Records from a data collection

● ● ● ● ● ● ●

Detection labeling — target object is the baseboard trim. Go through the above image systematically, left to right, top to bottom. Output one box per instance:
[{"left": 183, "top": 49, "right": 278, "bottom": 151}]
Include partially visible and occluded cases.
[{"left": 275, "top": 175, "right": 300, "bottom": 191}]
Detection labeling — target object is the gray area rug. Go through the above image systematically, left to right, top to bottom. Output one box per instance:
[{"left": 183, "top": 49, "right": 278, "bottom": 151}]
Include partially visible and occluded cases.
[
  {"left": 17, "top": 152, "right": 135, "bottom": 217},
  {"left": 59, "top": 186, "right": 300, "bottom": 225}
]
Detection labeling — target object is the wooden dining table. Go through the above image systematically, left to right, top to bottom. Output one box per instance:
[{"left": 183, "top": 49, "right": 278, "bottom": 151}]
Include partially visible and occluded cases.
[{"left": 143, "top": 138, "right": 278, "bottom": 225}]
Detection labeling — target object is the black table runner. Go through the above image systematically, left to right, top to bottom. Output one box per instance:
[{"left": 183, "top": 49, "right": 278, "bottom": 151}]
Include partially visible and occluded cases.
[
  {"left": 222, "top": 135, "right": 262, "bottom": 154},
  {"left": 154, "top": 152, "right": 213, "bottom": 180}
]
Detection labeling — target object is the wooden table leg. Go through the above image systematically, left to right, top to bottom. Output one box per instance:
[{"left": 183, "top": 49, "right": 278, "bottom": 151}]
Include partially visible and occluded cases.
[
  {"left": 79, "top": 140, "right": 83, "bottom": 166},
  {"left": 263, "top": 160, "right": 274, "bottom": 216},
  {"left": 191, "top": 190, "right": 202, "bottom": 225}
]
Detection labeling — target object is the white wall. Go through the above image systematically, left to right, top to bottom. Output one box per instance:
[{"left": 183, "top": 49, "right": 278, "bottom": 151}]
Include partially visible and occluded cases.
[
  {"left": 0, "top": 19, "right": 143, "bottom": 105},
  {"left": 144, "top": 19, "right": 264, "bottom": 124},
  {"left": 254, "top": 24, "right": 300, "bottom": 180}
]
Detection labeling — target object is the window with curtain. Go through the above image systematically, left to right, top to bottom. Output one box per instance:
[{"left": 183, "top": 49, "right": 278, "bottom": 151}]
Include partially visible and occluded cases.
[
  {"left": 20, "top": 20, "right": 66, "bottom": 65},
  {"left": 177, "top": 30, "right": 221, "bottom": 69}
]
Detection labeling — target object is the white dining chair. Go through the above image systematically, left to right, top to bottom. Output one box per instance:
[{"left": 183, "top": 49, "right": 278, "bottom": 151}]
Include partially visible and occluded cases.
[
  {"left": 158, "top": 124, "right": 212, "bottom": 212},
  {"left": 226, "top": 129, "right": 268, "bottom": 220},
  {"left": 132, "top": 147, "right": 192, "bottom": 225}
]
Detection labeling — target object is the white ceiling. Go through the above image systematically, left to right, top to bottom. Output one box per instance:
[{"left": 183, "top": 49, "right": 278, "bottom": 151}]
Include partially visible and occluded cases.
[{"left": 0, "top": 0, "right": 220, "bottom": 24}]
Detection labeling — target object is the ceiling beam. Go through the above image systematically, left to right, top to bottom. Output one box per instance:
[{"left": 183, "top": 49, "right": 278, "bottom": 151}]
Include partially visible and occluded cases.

● ● ● ● ● ● ●

Work required: Copy out the data word for word, from the line containing "Detection labeling — target object is the white dining" down to the last line of the data, including both of those lines.

Written answer:
Detection labeling — target object is the white dining chair. Go through the above image systematically, left to right, top to bottom. Output one box per instance:
[{"left": 183, "top": 49, "right": 278, "bottom": 151}]
Include partially visible and occluded cases.
[
  {"left": 158, "top": 124, "right": 212, "bottom": 212},
  {"left": 226, "top": 129, "right": 268, "bottom": 220},
  {"left": 132, "top": 147, "right": 192, "bottom": 225}
]
Detection labeling — target object is the white ceiling. Go through the above image systematically, left to right, top to bottom. Output one box per instance:
[{"left": 183, "top": 49, "right": 278, "bottom": 151}]
Include partially visible and occluded cases.
[{"left": 0, "top": 0, "right": 220, "bottom": 24}]
Detection labeling — target object is the ceiling beam. Go through the above image systematically, left to right, top to bottom. Output one box per instance:
[{"left": 183, "top": 49, "right": 278, "bottom": 151}]
Include partially visible and occluded cases.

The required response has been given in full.